- _What to work on_: In the k-means excerpt below, why does the last code block end with a commented-out KMeans line that sets n_init=20, according to the comment above that line?

- _Excerpt_:
__________

1. Run **your** $k$-means code 20 times with $k=15$. Save the minimum, the maximum and the average values of the loss.

In [None]:
s3 = np.genfromtxt("../Datasets/s3.txt")
print(s3.shape)
print(s3)

In [None]:
plt.figure(figsize=(10,8))

plt.scatter(s3[:,0], s3[:,1])
plt.title("Original dataset")
plt.show()

In [None]:
from sklearn.cluster import KMeans

In [None]:
results = np.zeros(shape=20)

for i in range(20):
    kmeans = KMeans(n_clusters=15, init='random', n_init=1)
    kmeans.fit(s3)
    results[i] = kmeans.inertia_

In [None]:
results

In [None]:
kmeans_avg = np.mean(results)
kmeans_min = np.min(results)
kmeans_max = np.max(results)

In [None]:
print(f"The average value of the loss is: {kmeans_avg} \nThe minimum is {kmeans_min} while the maximum is {kmeans_max}")

2. Modify your code such that it uses the $k$-means++ initialization. Perform the same experiment of point 1 and compare the obtained values.

In [None]:
results = np.zeros(shape=20)

for i in range(20):
    kmeans_pp = KMeans(n_clusters=15, init='k-means++', n_init=1)
    kmeans_pp.fit(s3)
    results[i] = kmeans_pp.inertia_

In [None]:
results

In [None]:
kmeans_pp_avg = np.mean(results)
kmeans_pp_min = np.min(results)
kmeans_pp_max = np.max(results)

In [None]:
print(f"The average value of the loss is: {kmeans_pp_avg} \nThe minimum is {kmeans_pp_min} while the maximum is {kmeans_pp_max}")

In [None]:
print(kmeans_avg > kmeans_pp_avg)
print(kmeans_min > kmeans_pp_min)
print(kmeans_max > kmeans_pp_max)

3. Build a scree plot by plotting the best (ie. the lowest) loss out of 20 runs for $k=2, \dots, 20$ (with $k$-means++). What is the optimal value of $k$?

In [None]:
loss = []

for k in range(2, 21):
    results = np.zeros(shape=20)

    for i in range(20):
        kmeans_pp = KMeans(n_clusters=k, init='k-means++', n_init=1)
        kmeans_pp.fit(s3)
        results[i] = kmeans_pp.inertia_

        #to avoid the loop
        #kmeans = KMeans(n_clusters=k, initi='random', n_init=20).fit(s3)

__________

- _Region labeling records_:
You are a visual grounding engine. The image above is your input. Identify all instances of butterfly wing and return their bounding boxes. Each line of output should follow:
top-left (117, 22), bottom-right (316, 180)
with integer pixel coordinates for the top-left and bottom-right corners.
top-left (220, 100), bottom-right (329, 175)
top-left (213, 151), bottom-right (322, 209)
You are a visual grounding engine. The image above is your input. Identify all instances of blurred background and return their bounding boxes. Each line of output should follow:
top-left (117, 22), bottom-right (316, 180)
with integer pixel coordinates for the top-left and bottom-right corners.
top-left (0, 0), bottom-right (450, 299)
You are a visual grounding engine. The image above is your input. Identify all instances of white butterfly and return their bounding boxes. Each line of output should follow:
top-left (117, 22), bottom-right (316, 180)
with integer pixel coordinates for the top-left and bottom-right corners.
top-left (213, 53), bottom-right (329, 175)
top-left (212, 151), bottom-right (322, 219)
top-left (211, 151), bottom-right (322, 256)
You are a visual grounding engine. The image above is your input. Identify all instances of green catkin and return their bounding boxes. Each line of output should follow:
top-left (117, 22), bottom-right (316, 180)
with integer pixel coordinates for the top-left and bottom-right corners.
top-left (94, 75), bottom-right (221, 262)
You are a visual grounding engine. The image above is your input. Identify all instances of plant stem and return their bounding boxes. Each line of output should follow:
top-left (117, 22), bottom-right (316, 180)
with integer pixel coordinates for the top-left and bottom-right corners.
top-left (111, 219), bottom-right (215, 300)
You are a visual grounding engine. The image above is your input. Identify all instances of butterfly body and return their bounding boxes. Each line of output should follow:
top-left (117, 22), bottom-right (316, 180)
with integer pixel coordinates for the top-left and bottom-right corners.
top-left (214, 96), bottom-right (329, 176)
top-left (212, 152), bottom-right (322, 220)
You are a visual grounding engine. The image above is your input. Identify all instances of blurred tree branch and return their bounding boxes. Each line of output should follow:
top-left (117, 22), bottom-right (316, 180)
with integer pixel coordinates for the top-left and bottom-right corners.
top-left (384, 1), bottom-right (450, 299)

__________

- _Complete response_: The comment says it is there "to avoid the loop." A single KMeans call with n_init=20 would take the place of the explicit inner loop that fits the model 20 times with n_init=1.